The Divine Comedy by Dante Alighieri is universally accepted to be one of the greatest works of Western literature. Written as an epic poem in 14th-century Italy, it is an imaginative vision of the afterlife and traces the journey of Dante from darkness and error to the revelation of the divine light, culminating in the Beatific Vision.
In Garry Shead’s painting, Dante’s Vision, the central characters of Dante’s narrative are transported from medieval Florence to the glistening shores of Sydney Harbour.1 Shead presents a parallel vision of romantic yearning and divine inspiration, while conveying essential truths about the human experience.
The Divine Comedy is narrated in the first person by Dante; a man mid-way through his life, who has longed to be reunited with his muse, the beautiful Beatrice, since her death at the age of twenty-four. The poem opens with Dante walking through a dark wood, when he is assailed by three beasts. Disoriented and fearful, Dante is rescued by the Roman poet Virgil, and together they embark on an arduous journey through Hell (Inferno) and Purgatory (Purgatorio), before Dante is reunited with Beatrice in Heaven (Paradiso).
Shead’s painting Dante’s Vision is a vital reimagining of that journey and loosely depicts the far side of the world, the Antipodes, with an ascent of Mount Purgatory towards Heaven. After successfully navigating the seven terraces of sin, Dante approaches the summit, while in the foreground, Beatrice encounters a kangaroo. Elsewhere, heavenly figures assemble for a celebratory Last Supper. Their unlikely dining companions are a kookaburra, cockatoo and magpie: quintessentially Australian birds that are a near constant presence in Shead’s art. Celestial beings float ethereally in the night sky. Sydney’s glittering skyline lies beyond, with the Harbour Bridge forming a silvery arc on the horizon. On the right, an enigmatic figure bears a pencil and paper. Perhaps this is the poet Dante.

▶ _PROVIDED MATERIAL_:
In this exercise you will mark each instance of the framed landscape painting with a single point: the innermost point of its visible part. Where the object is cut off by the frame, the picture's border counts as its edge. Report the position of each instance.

▶ _PROBLEM TO SOLVE_: Please transcribe everything in the passage above on Garry Shead's painting, from "In Garry Shead’s" down to "in Heaven (Paradiso).".

▶ _FULL OUTPUT_:
In Garry Shead’s painting, Dante’s Vision, the central characters of Dante’s narrative are transported from medieval Florence to the glistening shores of Sydney Harbour.1 Shead presents a parallel vision of romantic yearning and divine inspiration, while conveying essential truths about the human experience.
The Divine Comedy is narrated in the first person by Dante; a man mid-way through his life, who has longed to be reunited with his muse, the beautiful Beatrice, since her death at the age of twenty-four. The poem opens with Dante walking through a dark wood, when he is assailed by three beasts. Disoriented and fearful, Dante is rescued by the Roman poet Virgil, and together they embark on an arduous journey through Hell (Inferno) and Purgatory (Purgatorio), before Dante is reunited with Beatrice in Heaven (Paradiso).